A herança de um Fundador

O Bem-aveturado Álvaro del Portillo, viveu quarenta anos junto de São Josemaria. No ano de 1976, por ocasião do primeiro aniversário do falecimento do Fundador do Opus Dei, este artigo foi publicado em L’ Osservatore Romano.

“Enamora-me a ideia de que a vida é um consumir-se, um arder ao serviço de Deus. E desta maneira gastando-nos completamente por Ele, virá a libertação da morte, que nos conduzirá à vida”. Assim escrevia, numas notas pessoais dos primeiros anos da fundação do Opus Dei, Mons. Escrivá, a quem muitos milhares de pessoas em todo o mundo chamavam simplesmente Padre, porque se sabiam filhos da sua oração, da sua mortificação e do seu coração sacerdotal. Consumir-se, arder: o Senhor concedeu-lhe o cumprimento à letra daquele generoso programa, até ao ponto de chamá-lo para junto de Si precisamente no seu quarto de trabalho, depois de se ter dado com generosidade, até ao último instante, na sua catequese sacerdotal, que sempre despertava desejos eficazes de santidade, de abnegação e de apostolado. A vida de Josemaria Escrivá foi um fogo ininterrupto de amor de Deus, alimentado por uma luta ascética sem tréguas e por uma sede insaciável de levar almas a Cristo.

- EXERCÍCIO PROPOSTO 1 -
Em que ano foi publicado em L’ Osservatore Romano o artigo do texto sobre a herança de um Fundador?
- EXERCÍCIO PROPOSTO 2 -
Enumere todos os desejos que, segundo o texto sobre a herança de um Fundador, a catequese sacerdotal sempre despertava.
- EXERCÍCIO PROPOSTO 3 -
Transcreva tal como está o trecho do texto sobre a herança de um Fundador que começa com "O Bem-aveturado Álvaro" e segue até "L’ Osservatore Romano.".

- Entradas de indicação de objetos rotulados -
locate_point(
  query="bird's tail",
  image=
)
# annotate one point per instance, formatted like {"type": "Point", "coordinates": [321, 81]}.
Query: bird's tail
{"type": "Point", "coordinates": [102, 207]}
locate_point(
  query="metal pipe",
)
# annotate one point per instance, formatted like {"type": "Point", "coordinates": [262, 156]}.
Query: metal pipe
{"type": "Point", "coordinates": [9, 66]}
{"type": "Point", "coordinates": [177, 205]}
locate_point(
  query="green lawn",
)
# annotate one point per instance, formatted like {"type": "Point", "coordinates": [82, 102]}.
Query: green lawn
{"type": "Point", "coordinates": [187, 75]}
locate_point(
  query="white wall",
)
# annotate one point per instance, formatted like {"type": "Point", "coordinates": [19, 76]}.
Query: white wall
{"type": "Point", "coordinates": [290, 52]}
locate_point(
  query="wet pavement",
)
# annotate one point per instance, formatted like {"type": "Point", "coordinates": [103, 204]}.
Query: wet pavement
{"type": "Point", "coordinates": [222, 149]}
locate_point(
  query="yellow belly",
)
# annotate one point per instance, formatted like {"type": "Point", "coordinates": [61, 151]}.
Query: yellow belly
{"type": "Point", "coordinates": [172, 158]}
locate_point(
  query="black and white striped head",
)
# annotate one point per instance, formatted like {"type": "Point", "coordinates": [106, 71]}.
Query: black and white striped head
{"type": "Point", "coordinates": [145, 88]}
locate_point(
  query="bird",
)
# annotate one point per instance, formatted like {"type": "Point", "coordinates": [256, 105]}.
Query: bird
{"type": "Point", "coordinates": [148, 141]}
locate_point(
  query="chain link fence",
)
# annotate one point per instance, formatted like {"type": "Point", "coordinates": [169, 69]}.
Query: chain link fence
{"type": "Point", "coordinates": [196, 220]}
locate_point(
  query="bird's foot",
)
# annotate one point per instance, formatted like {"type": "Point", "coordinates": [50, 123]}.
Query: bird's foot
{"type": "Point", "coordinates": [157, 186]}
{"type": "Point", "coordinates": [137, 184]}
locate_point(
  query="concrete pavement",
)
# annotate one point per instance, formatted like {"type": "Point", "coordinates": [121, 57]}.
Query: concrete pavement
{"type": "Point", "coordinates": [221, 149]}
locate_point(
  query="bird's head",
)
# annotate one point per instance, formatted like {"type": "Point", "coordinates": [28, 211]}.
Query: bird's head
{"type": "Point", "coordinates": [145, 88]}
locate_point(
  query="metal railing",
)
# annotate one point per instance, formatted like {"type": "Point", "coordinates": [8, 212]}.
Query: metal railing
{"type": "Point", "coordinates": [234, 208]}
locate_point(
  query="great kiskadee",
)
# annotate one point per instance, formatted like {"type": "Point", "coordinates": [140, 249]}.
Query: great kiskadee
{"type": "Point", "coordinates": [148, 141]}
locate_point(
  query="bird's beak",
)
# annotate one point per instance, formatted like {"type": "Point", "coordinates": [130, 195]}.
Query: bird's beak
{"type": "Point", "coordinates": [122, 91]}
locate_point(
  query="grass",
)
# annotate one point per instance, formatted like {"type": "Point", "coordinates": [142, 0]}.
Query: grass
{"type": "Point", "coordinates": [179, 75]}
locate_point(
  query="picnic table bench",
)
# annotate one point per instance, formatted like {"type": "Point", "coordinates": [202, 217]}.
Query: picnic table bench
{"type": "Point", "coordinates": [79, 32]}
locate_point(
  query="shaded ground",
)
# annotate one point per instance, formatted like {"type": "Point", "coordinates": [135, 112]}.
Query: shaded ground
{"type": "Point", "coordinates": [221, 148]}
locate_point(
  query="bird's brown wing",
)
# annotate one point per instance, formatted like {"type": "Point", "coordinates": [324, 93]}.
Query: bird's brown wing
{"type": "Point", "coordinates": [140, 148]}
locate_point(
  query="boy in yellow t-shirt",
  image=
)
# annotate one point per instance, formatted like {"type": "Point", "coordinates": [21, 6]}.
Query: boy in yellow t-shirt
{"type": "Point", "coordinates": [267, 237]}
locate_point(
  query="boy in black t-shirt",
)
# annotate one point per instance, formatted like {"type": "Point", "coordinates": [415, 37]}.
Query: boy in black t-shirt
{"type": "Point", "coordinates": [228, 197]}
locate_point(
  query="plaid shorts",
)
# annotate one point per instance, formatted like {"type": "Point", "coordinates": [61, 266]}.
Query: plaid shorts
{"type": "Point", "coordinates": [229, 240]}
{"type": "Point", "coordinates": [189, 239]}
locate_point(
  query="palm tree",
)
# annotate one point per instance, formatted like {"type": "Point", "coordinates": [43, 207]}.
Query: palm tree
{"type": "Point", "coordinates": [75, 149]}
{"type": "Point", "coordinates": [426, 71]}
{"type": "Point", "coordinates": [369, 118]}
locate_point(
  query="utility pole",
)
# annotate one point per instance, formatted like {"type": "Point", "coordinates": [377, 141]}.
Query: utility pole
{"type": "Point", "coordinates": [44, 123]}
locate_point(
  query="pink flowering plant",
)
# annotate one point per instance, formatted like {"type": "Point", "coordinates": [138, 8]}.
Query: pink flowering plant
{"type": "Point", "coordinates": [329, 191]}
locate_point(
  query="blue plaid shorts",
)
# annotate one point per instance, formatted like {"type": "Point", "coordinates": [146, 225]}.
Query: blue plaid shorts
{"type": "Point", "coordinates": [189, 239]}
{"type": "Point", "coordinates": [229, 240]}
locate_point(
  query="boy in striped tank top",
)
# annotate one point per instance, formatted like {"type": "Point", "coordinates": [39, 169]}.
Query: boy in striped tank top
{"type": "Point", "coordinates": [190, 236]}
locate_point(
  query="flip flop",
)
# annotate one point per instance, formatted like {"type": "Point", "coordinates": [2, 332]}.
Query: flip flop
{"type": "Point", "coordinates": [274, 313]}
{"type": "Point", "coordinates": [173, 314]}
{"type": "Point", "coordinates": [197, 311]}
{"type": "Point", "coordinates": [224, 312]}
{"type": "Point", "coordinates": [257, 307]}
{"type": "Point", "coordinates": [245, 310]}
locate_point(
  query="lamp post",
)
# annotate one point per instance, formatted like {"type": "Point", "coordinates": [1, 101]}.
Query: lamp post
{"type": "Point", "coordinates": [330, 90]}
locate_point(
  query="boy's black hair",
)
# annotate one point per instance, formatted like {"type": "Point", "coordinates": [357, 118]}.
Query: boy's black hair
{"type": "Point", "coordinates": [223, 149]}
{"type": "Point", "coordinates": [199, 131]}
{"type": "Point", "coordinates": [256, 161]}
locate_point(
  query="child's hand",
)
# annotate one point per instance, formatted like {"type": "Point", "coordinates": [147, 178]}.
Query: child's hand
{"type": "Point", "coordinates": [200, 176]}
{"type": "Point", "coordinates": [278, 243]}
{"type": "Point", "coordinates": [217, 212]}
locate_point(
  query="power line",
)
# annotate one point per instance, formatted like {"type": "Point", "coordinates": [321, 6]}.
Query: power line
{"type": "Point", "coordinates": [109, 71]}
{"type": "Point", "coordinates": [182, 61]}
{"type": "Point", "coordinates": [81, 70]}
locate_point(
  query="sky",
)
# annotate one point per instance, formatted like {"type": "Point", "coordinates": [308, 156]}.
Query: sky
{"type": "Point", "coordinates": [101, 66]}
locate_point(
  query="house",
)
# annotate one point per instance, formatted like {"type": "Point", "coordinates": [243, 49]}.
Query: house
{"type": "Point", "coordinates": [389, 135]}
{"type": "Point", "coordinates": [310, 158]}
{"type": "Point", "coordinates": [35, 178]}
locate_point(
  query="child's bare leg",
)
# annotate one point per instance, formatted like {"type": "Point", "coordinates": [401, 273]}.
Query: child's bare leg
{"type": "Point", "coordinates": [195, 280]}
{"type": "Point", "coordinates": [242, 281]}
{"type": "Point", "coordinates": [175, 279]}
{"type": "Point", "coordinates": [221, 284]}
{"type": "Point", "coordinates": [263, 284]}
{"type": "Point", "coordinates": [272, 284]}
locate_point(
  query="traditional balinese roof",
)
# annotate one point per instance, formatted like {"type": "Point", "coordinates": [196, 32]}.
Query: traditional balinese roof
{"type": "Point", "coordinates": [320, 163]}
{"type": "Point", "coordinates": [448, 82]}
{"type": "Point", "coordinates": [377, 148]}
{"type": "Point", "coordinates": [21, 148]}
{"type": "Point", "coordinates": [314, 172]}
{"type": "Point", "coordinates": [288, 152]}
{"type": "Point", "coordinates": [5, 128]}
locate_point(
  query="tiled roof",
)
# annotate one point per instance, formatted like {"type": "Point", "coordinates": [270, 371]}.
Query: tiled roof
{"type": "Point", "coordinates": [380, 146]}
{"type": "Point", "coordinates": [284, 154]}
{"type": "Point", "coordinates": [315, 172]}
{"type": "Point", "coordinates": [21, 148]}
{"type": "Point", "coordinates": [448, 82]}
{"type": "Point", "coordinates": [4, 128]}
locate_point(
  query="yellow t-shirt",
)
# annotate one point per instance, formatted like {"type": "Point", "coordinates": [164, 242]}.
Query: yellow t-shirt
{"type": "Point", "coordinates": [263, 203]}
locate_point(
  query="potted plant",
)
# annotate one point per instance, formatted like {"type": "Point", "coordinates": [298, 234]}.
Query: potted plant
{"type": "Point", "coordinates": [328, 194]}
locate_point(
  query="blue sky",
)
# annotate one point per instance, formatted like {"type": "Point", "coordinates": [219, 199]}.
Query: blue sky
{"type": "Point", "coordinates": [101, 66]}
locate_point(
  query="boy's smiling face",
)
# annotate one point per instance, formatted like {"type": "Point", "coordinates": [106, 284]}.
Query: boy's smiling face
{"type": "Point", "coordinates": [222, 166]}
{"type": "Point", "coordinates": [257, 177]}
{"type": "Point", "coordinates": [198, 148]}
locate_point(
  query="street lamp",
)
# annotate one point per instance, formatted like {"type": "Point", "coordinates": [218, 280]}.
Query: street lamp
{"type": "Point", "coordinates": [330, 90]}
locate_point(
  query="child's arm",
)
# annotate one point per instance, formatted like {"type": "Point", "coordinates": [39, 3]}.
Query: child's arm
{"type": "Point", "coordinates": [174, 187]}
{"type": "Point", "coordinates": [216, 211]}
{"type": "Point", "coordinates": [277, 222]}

- RESPOSTA FINAL 1 -
Em 1976.

- RESPOSTA FINAL 2 -
Santidade, abnegação e apostolado.

- RESPOSTA FINAL 3 -
O Bem-aveturado Álvaro del Portillo, viveu quarenta anos junto de São Josemaria. No ano de 1976, por ocasião do primeiro aniversário do falecimento do Fundador do Opus Dei, este artigo foi publicado em L’ Osservatore Romano.